— Exercise input —

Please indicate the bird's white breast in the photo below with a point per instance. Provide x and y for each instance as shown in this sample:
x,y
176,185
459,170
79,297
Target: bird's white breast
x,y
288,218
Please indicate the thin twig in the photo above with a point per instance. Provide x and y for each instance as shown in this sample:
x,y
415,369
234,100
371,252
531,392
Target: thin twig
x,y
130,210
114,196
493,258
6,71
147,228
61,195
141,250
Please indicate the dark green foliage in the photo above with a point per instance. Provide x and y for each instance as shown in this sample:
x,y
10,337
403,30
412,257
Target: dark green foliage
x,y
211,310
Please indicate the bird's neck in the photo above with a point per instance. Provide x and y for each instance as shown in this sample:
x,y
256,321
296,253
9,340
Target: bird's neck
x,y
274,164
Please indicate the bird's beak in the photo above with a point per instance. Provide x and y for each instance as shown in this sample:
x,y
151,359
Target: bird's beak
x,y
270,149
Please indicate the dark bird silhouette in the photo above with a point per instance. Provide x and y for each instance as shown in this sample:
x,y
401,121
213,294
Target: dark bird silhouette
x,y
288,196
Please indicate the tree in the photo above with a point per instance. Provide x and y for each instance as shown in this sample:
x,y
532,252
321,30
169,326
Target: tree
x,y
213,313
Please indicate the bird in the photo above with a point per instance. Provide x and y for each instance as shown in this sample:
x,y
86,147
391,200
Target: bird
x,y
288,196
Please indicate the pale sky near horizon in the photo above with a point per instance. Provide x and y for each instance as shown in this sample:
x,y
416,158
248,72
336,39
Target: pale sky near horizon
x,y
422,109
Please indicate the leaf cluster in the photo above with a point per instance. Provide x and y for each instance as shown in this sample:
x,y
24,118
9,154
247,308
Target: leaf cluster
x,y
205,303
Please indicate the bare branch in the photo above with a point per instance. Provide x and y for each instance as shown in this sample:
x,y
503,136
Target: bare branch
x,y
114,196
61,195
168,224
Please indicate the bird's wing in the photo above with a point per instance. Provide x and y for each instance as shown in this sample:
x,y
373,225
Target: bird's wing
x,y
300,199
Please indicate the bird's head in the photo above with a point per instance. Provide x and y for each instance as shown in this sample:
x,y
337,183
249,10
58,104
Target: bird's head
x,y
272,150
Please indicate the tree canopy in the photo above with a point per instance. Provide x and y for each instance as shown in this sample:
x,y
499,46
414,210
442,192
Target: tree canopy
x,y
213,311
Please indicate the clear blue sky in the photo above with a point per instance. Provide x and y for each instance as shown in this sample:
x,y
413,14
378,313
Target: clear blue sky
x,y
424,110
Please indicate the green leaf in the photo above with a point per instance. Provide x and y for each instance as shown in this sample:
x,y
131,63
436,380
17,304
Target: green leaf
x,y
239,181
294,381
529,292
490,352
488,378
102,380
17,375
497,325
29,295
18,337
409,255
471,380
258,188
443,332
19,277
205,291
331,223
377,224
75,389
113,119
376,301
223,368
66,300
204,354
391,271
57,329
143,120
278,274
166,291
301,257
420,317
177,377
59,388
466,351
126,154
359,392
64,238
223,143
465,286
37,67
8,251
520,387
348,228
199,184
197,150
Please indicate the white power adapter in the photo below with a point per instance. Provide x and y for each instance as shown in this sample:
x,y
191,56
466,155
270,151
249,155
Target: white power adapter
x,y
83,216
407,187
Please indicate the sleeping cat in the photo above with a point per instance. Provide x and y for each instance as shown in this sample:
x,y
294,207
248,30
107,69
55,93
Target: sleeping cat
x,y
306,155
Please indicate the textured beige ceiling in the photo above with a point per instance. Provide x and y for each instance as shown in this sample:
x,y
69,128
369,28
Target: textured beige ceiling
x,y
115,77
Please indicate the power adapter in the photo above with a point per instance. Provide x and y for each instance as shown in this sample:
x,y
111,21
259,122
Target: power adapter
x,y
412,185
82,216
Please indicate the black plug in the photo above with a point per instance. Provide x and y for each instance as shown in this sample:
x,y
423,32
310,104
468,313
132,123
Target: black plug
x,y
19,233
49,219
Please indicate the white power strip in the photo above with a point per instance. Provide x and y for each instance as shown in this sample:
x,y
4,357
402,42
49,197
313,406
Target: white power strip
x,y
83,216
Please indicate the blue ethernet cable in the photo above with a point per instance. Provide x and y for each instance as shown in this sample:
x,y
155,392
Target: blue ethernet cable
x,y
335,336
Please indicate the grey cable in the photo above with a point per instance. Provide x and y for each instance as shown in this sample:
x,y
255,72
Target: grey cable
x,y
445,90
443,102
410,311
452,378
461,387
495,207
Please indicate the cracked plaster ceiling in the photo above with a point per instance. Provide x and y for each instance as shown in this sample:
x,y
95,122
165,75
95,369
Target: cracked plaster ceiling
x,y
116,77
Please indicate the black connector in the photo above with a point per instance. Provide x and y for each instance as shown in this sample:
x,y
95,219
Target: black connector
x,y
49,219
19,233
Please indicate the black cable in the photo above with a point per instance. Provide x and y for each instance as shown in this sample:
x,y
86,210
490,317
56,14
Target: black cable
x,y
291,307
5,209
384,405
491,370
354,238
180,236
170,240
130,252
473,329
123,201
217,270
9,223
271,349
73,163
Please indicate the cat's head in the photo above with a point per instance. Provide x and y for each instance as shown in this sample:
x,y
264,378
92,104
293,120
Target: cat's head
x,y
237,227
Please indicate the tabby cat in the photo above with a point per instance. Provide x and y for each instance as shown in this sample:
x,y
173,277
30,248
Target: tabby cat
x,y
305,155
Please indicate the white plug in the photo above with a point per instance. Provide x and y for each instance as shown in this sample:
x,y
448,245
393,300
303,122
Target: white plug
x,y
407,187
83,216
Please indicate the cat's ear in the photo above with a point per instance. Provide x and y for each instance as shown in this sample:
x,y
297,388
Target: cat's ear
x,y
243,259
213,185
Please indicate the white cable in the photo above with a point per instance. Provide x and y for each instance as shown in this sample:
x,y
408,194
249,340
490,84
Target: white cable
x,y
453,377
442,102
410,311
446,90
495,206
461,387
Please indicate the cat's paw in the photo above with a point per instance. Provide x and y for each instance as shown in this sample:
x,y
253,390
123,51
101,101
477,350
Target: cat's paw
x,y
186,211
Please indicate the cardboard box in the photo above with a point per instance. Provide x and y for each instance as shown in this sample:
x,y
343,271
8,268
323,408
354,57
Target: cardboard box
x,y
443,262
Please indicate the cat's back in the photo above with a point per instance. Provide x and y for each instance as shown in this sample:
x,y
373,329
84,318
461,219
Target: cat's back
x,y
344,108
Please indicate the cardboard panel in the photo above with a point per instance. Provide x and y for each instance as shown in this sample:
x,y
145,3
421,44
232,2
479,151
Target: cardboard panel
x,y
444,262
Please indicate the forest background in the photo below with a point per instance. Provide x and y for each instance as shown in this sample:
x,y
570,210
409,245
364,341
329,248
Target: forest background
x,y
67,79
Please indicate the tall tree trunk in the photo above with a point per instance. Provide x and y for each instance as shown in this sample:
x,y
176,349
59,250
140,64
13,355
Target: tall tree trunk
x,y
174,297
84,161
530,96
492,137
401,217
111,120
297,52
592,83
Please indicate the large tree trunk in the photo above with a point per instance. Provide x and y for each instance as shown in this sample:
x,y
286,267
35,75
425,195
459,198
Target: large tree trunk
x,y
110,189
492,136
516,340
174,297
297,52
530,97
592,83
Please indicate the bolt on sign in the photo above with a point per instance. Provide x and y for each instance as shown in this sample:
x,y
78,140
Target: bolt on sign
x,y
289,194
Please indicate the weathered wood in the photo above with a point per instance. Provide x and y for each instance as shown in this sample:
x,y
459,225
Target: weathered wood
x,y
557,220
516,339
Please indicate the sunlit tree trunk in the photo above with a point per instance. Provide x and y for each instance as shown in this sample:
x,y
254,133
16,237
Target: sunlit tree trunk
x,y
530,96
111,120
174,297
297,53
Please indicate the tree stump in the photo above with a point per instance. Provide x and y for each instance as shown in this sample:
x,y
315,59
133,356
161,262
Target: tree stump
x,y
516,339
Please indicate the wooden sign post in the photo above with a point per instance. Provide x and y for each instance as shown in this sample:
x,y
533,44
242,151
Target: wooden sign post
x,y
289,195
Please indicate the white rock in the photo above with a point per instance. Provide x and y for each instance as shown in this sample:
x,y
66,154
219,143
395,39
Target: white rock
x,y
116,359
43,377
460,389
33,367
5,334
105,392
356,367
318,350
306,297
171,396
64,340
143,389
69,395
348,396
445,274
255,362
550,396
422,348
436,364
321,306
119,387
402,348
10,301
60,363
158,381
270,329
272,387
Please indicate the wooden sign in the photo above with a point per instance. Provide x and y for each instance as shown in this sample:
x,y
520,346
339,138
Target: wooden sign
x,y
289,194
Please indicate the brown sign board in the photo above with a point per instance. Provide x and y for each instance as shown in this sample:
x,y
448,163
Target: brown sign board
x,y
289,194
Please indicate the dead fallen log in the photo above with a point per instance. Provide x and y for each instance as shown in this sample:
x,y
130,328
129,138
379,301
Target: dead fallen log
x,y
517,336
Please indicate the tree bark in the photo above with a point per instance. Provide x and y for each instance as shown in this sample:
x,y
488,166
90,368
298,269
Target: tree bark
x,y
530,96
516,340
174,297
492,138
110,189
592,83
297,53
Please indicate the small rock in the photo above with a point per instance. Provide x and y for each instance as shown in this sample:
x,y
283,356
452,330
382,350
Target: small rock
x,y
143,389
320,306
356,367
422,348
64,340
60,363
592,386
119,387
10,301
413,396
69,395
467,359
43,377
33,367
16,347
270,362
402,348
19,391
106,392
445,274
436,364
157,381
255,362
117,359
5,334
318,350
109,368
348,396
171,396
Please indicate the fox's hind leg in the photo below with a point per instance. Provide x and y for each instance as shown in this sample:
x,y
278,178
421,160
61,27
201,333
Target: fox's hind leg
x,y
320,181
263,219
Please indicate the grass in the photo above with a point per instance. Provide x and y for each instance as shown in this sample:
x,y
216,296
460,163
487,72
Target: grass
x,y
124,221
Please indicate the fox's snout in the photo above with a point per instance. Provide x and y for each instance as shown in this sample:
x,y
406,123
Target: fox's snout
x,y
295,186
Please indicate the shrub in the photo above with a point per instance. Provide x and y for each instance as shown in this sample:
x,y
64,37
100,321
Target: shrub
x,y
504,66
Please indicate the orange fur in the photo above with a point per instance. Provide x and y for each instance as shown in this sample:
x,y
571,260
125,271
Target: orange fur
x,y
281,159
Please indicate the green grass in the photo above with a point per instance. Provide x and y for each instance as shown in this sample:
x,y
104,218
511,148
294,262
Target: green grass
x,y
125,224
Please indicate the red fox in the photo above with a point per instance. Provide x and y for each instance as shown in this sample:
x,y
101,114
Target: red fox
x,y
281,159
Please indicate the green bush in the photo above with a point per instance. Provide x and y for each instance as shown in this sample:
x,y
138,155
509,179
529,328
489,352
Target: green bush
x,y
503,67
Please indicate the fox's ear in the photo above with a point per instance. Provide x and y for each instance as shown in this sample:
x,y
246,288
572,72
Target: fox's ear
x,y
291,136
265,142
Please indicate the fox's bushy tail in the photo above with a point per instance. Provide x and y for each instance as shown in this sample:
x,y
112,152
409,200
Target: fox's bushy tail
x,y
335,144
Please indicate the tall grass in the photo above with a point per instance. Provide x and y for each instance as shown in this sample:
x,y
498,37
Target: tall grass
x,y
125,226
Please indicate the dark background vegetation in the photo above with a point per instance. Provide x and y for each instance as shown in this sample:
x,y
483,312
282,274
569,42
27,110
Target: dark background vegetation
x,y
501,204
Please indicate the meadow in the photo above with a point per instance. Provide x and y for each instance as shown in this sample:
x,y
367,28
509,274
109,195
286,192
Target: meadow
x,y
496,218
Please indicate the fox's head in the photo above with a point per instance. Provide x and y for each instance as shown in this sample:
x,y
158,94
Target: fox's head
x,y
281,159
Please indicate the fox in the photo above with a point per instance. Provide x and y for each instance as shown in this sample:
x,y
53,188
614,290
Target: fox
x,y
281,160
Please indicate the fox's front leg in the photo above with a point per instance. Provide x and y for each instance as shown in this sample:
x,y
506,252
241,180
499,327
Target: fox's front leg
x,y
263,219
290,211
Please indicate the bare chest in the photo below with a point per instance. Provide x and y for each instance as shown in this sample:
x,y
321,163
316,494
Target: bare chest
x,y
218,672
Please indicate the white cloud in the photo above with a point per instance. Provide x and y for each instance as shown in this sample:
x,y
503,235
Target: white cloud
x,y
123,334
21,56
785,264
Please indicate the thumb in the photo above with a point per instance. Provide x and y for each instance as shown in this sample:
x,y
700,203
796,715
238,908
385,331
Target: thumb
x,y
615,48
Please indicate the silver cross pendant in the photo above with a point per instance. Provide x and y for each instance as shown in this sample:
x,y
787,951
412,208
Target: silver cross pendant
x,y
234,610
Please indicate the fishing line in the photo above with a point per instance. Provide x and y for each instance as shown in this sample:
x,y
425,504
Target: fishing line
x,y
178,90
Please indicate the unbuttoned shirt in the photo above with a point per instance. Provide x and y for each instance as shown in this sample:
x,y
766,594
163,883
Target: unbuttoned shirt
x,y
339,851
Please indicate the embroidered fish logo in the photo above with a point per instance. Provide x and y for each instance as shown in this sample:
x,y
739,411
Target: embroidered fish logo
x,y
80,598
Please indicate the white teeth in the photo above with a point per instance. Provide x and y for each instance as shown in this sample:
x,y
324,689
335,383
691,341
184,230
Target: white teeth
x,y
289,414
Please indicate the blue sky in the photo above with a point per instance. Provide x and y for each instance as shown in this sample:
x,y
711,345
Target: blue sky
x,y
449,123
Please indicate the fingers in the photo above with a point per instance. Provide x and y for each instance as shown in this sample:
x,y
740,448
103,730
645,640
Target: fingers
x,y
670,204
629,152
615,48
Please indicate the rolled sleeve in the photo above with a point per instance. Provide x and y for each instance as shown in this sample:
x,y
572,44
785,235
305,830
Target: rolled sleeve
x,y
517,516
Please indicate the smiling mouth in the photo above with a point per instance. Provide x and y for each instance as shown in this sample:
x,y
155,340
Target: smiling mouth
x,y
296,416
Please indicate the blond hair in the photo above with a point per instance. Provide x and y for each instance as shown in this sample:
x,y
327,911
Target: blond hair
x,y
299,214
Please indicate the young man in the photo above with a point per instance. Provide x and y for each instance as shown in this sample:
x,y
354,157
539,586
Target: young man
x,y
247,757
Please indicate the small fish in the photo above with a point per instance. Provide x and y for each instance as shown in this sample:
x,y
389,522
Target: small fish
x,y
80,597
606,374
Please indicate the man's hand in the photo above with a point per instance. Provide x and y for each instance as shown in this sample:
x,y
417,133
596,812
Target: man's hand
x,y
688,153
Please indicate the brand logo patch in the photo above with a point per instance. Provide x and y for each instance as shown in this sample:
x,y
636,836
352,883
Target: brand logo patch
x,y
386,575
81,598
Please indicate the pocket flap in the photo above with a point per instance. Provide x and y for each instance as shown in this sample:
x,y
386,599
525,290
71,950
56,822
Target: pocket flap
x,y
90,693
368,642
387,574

— Work item —
Copy out each line carrying the string "below" from the data.

— Response to the exercise —
Please indicate the bird's white breast in the photo below with a point per instance. Provide x and y for each instance as shown in this sample:
Please indicate the white power adapter in the photo below with a point per instance. Provide x and y for each instance as shown in this sample:
Please indicate the forest background in the photo below with a point per instance. Provide x and y for each instance as shown in this sample:
Please indicate the fox's hind leg in the photo below with a point per instance. Provide x and y for each instance as shown in this sample:
Please indicate the bare chest in the photo below with a point per instance. Provide x and y for each instance as shown in this sample:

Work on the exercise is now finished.